[TEXT TO READ]:
******************************

In considering this update, I looked at four solutions. The first solution leaves exposed the single-byte codes, delivered them into buffers of whatever wrapper surrounds my lowest-level native Windows layer. Solution #1 basically punts the entire problem of correct conversion to all higher levels. I have a long list of reasons why that is unsavory and putting the job in the wrong place. Launching myself into architecture orbit, I considered three other solutions. The fourth completely encapsulates the conversion to Unicode at my deepest integration layer, making it a general solution for whatever kind of wrapper sits above me, whether to interface Java, plain C++, .NET, who knows. Naturally, I am in love with solution #4.
Last night, I went to sleep with the one last concern on my mind: all of the current unit and regression tests for the bottom layer will no longer work. They will have to be completely redone for Unicode: all of my tests, their displays and results, filenames, everything that is now conveyed in single-byte code.
This morning, I found the trump card. With solution #1, the conversion to Unicode with code-page sensitivity happens in exactly the place where I am converting to Unicode without code-page sensitivity. So no black-box tests have to change. They simply become regression tests and demonstrations that the single-byte codes outside of the basic ASCII set are coming through properly, something that really matters for the European ISV that is using the result of this work.

******************************

[INFORMATION PROVIDED]:
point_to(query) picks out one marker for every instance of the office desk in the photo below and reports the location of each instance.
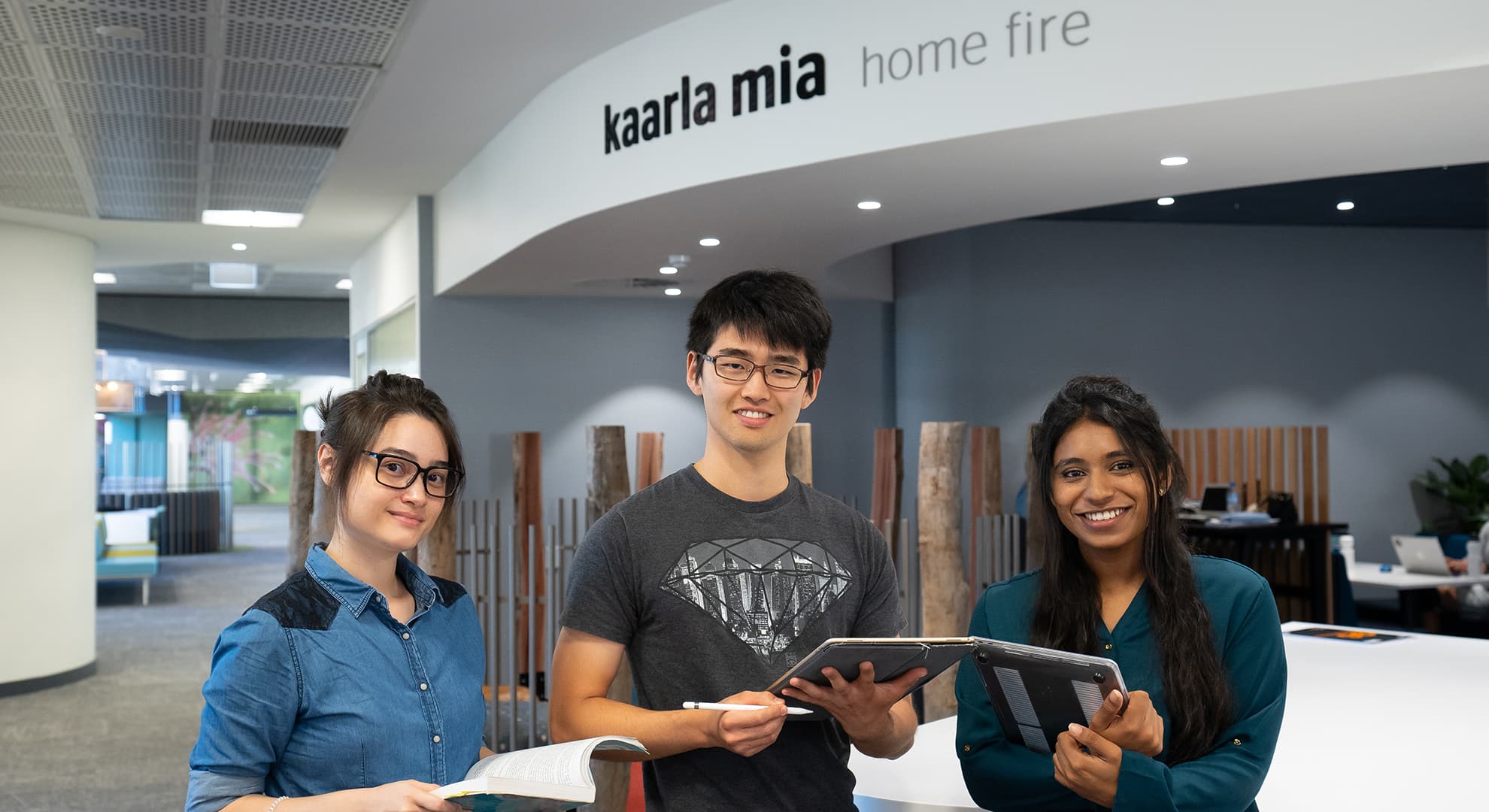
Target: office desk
(1409, 586)
(1390, 726)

******************************

[OBJECTIVES]:
[1] In the text about choosing a Unicode conversion solution, list every language or platform named as something a wrapper might interface.
[2] Continue the text about choosing a Unicode conversion solution, starting after its last sentence.
The material comes from a different source than the text.

[THE ANSWERS]:
[1] Java, plain C++, .NET

[2]
So, I am back to solution #1 and its winning qualities: It is the least change that can possibly work. It provides running code in the hands of an integrator as early as possible with the least possible destabilization. It requires additional testing to introduce interesting character codes into the test cases, but all regression-test code works without change.
I wasted a week figuring this out. I wonder if my hesitancy was because of some nagging sense that I was going down a dangerous path?
I will, at a more convenient later time, be refactoring the lower and intermediate layers of my code as part of hardening and getting as much of the work as possible done at the native, high-performance layer. This will be at a point where my top-level component interfaces will be locked down and no refactoring will be visible to applications that use the components. It’ll still be risky to make those changes, but I’ll have painfully-solid regression tests by then. At that point, I’ll look at approach #4 once again. I’ll let you know what happens.